## What the exercise asks:
Write out exactly, with no other output, the lines below from the one that contains "Spot the white seashell" through the end.

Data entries
[start]

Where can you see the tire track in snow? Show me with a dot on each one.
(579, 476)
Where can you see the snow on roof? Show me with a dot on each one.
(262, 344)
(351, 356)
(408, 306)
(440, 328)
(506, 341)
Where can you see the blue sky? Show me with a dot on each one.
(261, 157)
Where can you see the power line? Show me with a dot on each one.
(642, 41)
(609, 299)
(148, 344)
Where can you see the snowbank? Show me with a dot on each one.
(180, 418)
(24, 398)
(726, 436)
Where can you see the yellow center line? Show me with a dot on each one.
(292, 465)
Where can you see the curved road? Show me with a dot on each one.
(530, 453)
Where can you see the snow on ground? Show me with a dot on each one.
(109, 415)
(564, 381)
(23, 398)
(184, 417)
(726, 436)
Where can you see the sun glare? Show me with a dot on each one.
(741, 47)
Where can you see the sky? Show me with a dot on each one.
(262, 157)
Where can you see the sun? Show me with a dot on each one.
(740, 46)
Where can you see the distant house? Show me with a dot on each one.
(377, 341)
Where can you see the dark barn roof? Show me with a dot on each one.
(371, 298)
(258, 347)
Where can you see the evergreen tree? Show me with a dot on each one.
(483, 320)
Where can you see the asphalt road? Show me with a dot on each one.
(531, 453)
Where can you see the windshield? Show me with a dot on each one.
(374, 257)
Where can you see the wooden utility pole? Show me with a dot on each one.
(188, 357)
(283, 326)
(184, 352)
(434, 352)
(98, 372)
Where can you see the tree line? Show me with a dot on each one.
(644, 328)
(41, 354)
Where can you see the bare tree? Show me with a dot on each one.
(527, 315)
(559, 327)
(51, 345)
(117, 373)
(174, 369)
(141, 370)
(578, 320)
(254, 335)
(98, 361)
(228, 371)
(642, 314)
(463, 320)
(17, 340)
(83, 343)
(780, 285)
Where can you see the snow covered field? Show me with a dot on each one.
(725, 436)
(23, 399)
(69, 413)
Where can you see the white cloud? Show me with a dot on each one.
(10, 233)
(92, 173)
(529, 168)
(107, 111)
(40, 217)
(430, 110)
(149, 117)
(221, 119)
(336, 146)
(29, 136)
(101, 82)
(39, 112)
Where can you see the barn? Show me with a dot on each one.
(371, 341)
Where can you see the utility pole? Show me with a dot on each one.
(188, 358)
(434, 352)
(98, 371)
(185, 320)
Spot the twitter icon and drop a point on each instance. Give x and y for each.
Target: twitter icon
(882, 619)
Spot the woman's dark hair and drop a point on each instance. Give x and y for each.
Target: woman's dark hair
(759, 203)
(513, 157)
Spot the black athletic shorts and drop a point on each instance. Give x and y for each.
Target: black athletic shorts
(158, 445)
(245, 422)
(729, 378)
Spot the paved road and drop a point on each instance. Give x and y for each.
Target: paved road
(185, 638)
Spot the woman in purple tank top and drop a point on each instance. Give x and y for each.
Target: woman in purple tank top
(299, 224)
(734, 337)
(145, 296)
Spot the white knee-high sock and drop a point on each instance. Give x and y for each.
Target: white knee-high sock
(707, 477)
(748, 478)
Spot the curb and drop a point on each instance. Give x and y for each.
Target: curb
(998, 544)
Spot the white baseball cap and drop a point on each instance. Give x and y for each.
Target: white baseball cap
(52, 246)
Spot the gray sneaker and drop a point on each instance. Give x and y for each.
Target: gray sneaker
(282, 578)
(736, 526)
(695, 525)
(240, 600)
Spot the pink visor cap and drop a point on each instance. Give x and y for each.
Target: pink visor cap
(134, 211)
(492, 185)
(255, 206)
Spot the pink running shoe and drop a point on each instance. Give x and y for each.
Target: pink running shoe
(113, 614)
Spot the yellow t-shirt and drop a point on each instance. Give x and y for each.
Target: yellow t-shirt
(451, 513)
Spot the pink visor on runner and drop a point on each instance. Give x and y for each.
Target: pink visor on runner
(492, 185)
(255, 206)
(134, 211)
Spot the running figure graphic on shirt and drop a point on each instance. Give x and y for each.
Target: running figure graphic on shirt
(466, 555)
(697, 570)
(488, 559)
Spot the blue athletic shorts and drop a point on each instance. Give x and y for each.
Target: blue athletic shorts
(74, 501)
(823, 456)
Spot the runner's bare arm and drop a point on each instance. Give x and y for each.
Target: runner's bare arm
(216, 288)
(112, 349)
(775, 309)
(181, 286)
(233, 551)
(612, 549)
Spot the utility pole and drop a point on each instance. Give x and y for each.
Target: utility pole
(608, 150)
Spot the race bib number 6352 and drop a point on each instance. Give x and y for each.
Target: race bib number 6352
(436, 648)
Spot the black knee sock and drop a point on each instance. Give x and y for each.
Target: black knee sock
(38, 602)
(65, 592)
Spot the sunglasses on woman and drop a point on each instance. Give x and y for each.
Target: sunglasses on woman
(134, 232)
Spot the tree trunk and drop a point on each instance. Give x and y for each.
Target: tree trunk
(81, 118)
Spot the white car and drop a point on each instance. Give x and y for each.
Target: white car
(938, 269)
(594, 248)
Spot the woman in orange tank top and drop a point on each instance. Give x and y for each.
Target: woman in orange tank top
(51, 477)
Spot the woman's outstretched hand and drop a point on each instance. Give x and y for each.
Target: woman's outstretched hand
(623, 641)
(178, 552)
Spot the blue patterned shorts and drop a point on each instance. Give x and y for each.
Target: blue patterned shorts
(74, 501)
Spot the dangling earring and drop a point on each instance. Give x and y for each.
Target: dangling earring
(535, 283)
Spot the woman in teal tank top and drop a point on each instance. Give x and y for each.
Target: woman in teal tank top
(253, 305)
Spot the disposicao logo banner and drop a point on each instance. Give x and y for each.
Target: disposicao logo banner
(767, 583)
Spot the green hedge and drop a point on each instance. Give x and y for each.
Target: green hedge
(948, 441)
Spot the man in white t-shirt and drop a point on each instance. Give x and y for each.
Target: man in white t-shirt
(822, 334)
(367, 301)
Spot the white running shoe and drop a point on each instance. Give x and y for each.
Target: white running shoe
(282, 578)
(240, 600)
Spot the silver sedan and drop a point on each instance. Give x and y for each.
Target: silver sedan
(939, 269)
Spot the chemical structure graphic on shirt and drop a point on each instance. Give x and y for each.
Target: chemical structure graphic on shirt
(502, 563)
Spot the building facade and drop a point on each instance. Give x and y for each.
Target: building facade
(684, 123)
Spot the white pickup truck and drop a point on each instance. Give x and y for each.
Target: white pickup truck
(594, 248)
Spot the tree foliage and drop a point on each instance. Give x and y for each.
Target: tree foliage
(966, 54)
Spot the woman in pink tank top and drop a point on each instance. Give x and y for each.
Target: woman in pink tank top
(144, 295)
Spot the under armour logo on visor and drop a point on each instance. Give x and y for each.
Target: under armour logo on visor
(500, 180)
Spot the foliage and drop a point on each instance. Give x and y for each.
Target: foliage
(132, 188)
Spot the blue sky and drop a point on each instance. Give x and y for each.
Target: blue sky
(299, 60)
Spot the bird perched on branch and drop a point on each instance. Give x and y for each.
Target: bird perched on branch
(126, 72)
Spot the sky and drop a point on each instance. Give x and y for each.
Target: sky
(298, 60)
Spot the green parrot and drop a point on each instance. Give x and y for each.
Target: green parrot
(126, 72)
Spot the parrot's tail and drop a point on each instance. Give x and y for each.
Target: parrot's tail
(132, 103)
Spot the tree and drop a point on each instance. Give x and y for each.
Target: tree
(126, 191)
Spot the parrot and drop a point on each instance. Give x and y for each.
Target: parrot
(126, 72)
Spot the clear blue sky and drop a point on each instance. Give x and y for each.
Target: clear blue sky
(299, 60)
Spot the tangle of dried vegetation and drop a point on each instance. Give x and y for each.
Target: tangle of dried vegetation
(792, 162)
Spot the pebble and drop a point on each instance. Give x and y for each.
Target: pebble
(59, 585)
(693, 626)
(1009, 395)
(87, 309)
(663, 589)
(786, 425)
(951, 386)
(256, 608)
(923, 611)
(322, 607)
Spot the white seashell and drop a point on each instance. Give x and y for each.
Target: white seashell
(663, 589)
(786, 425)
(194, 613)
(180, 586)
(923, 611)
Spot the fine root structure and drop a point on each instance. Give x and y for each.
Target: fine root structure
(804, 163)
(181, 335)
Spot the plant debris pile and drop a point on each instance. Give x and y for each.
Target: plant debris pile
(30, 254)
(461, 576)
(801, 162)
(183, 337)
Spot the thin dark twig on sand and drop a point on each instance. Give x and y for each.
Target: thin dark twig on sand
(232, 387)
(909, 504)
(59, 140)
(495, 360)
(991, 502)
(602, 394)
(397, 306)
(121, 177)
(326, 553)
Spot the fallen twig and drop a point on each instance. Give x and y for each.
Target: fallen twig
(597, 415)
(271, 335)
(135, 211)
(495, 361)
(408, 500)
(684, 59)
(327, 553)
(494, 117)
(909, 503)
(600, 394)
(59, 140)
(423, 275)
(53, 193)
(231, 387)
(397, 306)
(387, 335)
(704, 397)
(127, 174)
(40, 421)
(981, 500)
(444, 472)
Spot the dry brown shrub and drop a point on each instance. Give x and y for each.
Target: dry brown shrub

[end]

## Answer:
Spot the white seashell and drop a point on each instance. Give x and y for each.
Target: white seashell
(663, 589)
(786, 425)
(194, 613)
(180, 586)
(923, 611)
Spot the fine root structure and drop a point on each instance. Give x and y for each.
Target: fine root structure
(804, 163)
(181, 335)
Spot the plant debris pile and drop a point on each instance. Give x and y for each.
Target: plant debris pile
(30, 254)
(461, 576)
(801, 162)
(183, 337)
Spot the thin dark twig on sand and drop a point on each instance. Give x and y for each.
Target: thin dark twig on sand
(232, 387)
(909, 504)
(59, 140)
(495, 360)
(991, 502)
(602, 394)
(397, 306)
(121, 177)
(326, 553)
Spot the fallen twig and drop a point on each instance. Give x and y for each.
Target: fallen twig
(597, 415)
(271, 335)
(135, 211)
(495, 361)
(408, 500)
(684, 59)
(327, 553)
(494, 117)
(909, 503)
(600, 394)
(59, 140)
(423, 275)
(53, 193)
(231, 387)
(397, 306)
(387, 335)
(704, 397)
(127, 174)
(40, 421)
(981, 500)
(444, 472)
Spot the dry brown shrub and drop a point on each instance. Give x and y for each.
Target: dry brown shrub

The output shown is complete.